----- ENTRIES SUPPLIED -----

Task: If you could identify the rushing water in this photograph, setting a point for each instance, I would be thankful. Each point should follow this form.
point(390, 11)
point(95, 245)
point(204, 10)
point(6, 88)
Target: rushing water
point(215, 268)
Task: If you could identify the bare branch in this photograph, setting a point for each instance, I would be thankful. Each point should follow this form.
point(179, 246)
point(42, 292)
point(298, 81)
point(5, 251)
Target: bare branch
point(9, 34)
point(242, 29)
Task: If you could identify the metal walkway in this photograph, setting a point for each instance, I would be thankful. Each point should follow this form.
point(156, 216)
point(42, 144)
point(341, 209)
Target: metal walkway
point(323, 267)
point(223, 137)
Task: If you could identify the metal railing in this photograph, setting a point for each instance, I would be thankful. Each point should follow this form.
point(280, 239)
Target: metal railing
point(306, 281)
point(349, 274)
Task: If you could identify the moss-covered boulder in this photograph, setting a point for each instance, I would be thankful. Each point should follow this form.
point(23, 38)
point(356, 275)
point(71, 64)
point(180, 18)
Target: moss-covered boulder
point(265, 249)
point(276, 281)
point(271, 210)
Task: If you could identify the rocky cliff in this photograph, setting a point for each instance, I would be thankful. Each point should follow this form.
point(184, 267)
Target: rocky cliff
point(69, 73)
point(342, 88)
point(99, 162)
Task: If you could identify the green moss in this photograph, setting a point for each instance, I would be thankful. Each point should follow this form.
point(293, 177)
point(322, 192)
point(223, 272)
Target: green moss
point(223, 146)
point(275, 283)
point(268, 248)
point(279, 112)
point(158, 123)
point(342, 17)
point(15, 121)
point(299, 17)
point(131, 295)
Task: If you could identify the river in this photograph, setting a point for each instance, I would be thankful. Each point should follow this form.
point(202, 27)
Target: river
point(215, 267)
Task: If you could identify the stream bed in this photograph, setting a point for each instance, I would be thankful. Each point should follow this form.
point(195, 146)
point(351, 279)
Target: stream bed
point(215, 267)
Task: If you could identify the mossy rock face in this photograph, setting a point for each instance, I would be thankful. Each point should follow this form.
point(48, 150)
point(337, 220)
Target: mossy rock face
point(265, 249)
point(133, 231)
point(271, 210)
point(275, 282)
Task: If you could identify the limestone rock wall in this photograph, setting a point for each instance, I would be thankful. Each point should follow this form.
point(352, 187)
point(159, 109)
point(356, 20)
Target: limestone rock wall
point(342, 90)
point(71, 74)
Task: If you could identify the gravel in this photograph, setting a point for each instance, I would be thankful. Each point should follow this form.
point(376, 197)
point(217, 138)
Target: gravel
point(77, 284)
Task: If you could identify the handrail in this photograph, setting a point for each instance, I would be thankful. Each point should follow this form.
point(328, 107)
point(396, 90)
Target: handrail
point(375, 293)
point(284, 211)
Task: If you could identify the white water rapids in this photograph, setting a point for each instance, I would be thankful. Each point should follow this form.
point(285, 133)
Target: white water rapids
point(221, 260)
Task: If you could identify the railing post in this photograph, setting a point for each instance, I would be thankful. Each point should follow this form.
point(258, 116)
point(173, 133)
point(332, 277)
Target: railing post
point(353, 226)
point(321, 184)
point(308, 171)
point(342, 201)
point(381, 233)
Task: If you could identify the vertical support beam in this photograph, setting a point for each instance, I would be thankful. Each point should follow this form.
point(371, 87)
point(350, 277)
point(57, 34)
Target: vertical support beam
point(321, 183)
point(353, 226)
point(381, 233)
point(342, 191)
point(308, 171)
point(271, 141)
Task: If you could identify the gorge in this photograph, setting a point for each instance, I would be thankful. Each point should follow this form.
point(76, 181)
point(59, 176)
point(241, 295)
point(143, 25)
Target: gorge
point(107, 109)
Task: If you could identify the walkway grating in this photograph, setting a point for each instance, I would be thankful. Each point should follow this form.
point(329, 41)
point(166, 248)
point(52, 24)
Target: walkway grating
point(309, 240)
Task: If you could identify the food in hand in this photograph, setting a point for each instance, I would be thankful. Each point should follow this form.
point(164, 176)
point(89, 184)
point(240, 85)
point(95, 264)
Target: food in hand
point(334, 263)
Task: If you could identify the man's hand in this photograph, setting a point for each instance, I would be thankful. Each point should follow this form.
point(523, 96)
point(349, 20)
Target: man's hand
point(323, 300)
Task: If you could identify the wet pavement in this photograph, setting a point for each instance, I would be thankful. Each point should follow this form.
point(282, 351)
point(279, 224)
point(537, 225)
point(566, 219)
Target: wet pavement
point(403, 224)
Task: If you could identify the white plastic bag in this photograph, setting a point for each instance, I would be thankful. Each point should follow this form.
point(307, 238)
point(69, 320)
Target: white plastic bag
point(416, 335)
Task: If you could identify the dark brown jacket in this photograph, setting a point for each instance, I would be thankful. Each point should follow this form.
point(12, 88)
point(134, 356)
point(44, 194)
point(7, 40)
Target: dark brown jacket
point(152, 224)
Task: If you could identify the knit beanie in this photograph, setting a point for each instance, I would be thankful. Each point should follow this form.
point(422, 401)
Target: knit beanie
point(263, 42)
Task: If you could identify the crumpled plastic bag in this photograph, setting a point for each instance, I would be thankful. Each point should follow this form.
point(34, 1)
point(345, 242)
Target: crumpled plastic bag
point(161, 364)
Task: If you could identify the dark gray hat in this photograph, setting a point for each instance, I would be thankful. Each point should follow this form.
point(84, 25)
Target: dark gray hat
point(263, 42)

-----

Reproduce the entries above word for word, from their first line down to and including the line that contains "point(215, 268)".

** PROBLEM SOLUTION **
Task: If you could identify the rushing water in this photograph, setting a point for each instance, I would be thankful. Each point should follow this form.
point(390, 11)
point(95, 245)
point(204, 10)
point(6, 88)
Target: rushing water
point(215, 268)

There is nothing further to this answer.